Natural language region descriptions:
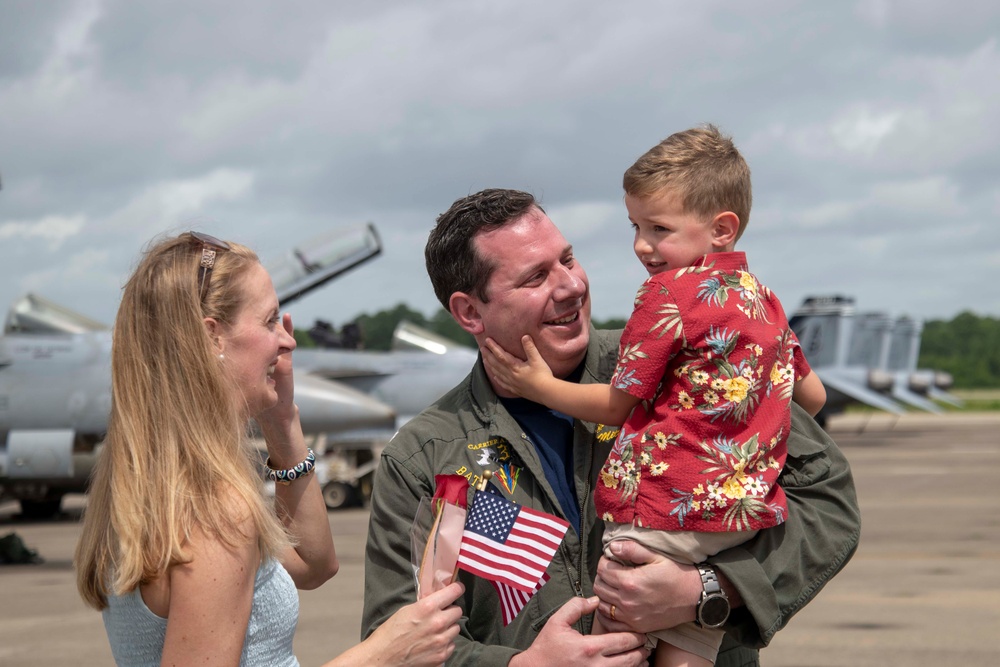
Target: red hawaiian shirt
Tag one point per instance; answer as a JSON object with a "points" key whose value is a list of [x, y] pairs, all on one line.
{"points": [[710, 352]]}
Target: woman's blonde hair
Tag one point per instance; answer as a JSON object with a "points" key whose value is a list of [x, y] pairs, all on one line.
{"points": [[177, 454]]}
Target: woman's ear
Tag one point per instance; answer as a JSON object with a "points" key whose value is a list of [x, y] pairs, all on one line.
{"points": [[725, 227], [214, 330], [465, 310]]}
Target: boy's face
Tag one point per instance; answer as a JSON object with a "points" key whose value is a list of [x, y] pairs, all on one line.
{"points": [[666, 237]]}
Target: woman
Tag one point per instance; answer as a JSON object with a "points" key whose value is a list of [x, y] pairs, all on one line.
{"points": [[180, 550]]}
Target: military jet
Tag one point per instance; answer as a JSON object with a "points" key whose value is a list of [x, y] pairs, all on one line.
{"points": [[55, 381], [869, 358]]}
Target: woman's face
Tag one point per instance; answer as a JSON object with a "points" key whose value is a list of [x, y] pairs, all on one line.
{"points": [[255, 340]]}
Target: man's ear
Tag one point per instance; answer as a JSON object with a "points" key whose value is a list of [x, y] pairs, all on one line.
{"points": [[725, 227], [214, 329], [465, 310]]}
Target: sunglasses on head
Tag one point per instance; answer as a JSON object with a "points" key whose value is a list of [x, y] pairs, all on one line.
{"points": [[210, 246]]}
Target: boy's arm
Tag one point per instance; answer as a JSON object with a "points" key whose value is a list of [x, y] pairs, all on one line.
{"points": [[810, 394], [532, 379], [776, 573]]}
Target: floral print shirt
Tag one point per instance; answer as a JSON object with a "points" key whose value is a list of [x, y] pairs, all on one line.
{"points": [[709, 350]]}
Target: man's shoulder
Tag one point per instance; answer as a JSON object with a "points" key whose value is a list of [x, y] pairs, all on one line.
{"points": [[449, 418]]}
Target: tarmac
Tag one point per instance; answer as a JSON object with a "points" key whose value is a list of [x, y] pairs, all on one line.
{"points": [[923, 588]]}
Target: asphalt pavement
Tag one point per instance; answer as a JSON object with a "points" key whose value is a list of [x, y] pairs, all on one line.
{"points": [[923, 589]]}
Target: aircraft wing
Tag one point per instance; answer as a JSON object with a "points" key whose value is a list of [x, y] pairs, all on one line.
{"points": [[321, 259], [849, 387], [916, 400]]}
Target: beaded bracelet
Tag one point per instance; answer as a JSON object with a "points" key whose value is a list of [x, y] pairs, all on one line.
{"points": [[288, 476]]}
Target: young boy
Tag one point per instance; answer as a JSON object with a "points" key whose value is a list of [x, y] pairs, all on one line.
{"points": [[709, 355]]}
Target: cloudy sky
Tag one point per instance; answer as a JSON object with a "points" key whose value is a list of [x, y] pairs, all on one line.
{"points": [[872, 129]]}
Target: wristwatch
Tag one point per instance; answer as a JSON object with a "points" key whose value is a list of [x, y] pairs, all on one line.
{"points": [[713, 606]]}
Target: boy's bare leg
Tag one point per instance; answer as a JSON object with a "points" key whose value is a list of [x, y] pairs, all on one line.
{"points": [[667, 655]]}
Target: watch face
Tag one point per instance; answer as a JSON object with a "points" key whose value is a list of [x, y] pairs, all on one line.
{"points": [[714, 611]]}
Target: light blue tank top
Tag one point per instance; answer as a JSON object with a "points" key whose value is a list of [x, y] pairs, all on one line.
{"points": [[137, 634]]}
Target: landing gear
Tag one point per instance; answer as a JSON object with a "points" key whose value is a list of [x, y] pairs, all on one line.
{"points": [[40, 509], [339, 495]]}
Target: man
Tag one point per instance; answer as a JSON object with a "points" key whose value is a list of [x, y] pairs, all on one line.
{"points": [[503, 270]]}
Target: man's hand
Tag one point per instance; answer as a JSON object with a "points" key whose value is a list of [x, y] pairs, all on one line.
{"points": [[560, 644], [652, 593]]}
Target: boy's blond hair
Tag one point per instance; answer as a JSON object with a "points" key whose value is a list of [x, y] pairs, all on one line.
{"points": [[702, 166]]}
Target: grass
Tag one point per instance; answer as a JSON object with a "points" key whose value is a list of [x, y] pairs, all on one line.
{"points": [[978, 400], [974, 400]]}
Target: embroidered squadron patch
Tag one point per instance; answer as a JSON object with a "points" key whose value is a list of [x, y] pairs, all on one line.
{"points": [[605, 433], [496, 453]]}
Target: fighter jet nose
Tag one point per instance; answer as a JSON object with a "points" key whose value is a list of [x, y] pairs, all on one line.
{"points": [[330, 407]]}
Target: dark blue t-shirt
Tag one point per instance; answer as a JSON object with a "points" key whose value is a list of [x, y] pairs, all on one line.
{"points": [[552, 434]]}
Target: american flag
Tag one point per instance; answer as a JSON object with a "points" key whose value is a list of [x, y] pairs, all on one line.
{"points": [[509, 544], [513, 600]]}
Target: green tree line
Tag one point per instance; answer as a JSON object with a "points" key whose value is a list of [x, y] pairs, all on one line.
{"points": [[967, 346]]}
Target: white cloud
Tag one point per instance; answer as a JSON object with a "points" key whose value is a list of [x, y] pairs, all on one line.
{"points": [[166, 204], [53, 228]]}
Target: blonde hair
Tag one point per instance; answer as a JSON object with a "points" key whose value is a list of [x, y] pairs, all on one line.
{"points": [[702, 166], [177, 454]]}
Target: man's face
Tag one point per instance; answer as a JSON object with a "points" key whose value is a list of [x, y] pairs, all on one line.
{"points": [[538, 288]]}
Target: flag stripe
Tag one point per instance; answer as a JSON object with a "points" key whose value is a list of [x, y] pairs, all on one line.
{"points": [[512, 600], [506, 543]]}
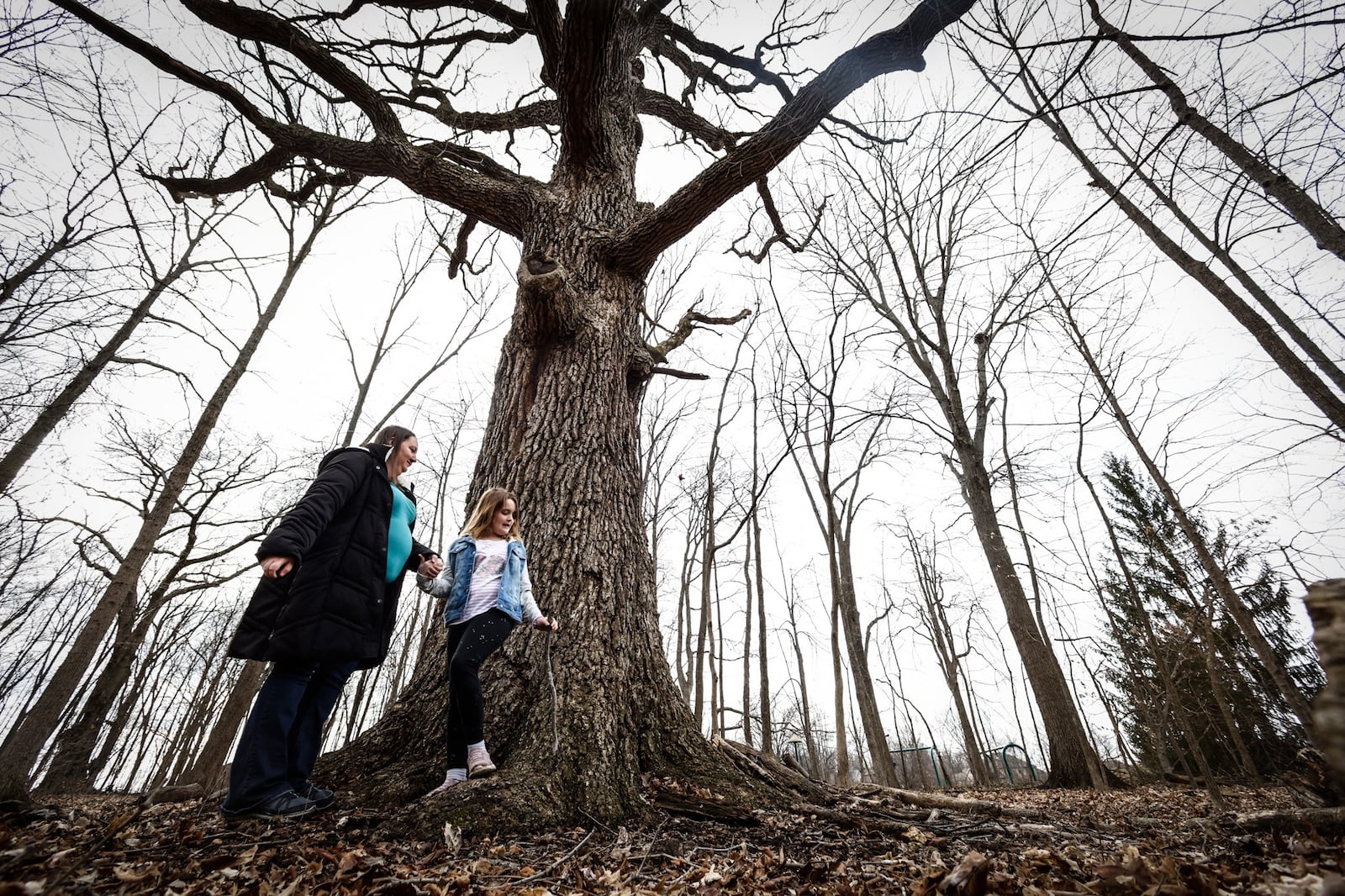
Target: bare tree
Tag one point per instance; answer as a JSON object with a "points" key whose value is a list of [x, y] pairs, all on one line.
{"points": [[834, 439], [903, 245], [1161, 158], [565, 414], [1217, 575], [198, 552], [24, 741], [932, 613]]}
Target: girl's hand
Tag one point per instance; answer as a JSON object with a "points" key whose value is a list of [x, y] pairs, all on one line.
{"points": [[276, 567]]}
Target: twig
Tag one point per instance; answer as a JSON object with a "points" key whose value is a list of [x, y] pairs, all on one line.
{"points": [[551, 680], [553, 867]]}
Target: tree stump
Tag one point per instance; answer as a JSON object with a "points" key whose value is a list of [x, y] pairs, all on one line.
{"points": [[1327, 609]]}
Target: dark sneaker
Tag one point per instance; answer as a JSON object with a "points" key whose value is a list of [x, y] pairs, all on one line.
{"points": [[288, 804], [316, 794]]}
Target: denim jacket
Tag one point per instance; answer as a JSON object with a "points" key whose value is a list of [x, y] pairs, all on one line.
{"points": [[455, 582]]}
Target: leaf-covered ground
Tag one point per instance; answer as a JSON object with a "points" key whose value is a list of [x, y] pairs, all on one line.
{"points": [[1152, 841]]}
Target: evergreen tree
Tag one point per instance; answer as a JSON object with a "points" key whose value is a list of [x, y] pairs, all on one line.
{"points": [[1244, 725]]}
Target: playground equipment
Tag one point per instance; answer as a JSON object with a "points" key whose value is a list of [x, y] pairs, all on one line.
{"points": [[942, 781], [1004, 761]]}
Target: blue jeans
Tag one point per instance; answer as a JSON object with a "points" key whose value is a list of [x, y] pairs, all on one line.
{"points": [[284, 730]]}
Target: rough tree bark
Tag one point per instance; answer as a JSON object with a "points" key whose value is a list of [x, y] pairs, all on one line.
{"points": [[562, 430]]}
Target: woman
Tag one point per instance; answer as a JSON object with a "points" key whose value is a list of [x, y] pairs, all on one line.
{"points": [[326, 606], [488, 593]]}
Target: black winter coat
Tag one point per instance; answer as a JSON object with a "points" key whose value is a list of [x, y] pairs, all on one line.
{"points": [[334, 604]]}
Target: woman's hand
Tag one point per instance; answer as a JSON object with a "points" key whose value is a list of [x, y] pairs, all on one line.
{"points": [[276, 567]]}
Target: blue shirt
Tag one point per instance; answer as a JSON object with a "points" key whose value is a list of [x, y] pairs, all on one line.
{"points": [[398, 533]]}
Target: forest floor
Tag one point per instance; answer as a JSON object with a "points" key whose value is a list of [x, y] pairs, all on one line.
{"points": [[1150, 841]]}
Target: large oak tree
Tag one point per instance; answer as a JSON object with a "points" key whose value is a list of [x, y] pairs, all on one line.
{"points": [[562, 430]]}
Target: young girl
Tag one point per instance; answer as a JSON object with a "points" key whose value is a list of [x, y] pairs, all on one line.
{"points": [[488, 593]]}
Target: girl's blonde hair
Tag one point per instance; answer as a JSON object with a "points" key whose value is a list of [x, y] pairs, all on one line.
{"points": [[490, 503]]}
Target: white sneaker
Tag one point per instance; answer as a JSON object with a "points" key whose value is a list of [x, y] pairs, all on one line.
{"points": [[479, 763]]}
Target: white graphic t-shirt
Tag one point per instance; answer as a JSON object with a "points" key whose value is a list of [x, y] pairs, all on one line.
{"points": [[488, 573]]}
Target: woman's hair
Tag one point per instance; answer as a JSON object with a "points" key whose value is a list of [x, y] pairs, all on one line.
{"points": [[393, 436], [490, 503]]}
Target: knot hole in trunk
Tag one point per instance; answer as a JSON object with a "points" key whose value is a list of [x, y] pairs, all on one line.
{"points": [[546, 293]]}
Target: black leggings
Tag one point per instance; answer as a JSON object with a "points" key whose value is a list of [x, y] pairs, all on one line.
{"points": [[468, 646]]}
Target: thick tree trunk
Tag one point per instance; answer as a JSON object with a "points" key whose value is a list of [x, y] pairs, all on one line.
{"points": [[562, 435]]}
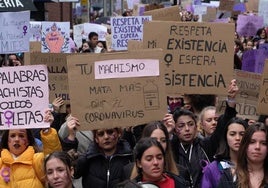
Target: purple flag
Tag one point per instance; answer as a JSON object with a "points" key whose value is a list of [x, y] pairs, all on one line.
{"points": [[248, 60]]}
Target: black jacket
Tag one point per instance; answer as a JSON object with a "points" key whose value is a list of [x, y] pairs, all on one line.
{"points": [[203, 150], [179, 181], [228, 180], [100, 171]]}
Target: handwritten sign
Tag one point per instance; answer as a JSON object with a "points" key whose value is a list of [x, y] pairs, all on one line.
{"points": [[23, 97], [35, 31], [197, 58], [55, 37], [14, 32], [57, 75], [247, 98], [113, 100], [127, 28], [134, 45], [248, 25], [226, 5], [210, 15], [165, 14], [263, 98]]}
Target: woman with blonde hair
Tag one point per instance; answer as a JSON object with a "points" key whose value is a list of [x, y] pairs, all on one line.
{"points": [[252, 160]]}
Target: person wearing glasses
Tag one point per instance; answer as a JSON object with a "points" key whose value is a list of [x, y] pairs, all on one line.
{"points": [[193, 152], [208, 119], [102, 164], [150, 163]]}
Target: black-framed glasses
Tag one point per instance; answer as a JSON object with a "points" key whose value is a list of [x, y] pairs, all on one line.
{"points": [[107, 131], [182, 125]]}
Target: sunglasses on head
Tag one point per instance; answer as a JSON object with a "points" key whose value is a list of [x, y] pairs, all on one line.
{"points": [[107, 131]]}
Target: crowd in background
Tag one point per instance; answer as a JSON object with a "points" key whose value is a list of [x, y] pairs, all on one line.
{"points": [[191, 146]]}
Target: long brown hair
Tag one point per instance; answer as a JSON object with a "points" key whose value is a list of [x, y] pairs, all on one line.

§ TASK ITEM: Look above for the line with "Target: girl's blonde hair" and the line with "Target: woman's hair"; transcribe both and all lines in between, exactly, and nothing else.

§ YOUR RESPONSE:
Target: girl's blonde hair
Tag one point per instance; answer as a JSON object with a "points" key whose value is a list of [x, y] pairs, all on one line.
{"points": [[490, 503]]}
Target: white sneaker
Tag one point per instance; answer as a JSON object with a "points" key whose value is a list of [x, y] pairs, all on one line.
{"points": [[479, 763]]}
Target: white graphic t-shirt
Tag one point per instance; answer as a JSON object with a "points" key whose value is a list of [x, y] pairs, all on one line.
{"points": [[488, 573]]}
Target: woman's hair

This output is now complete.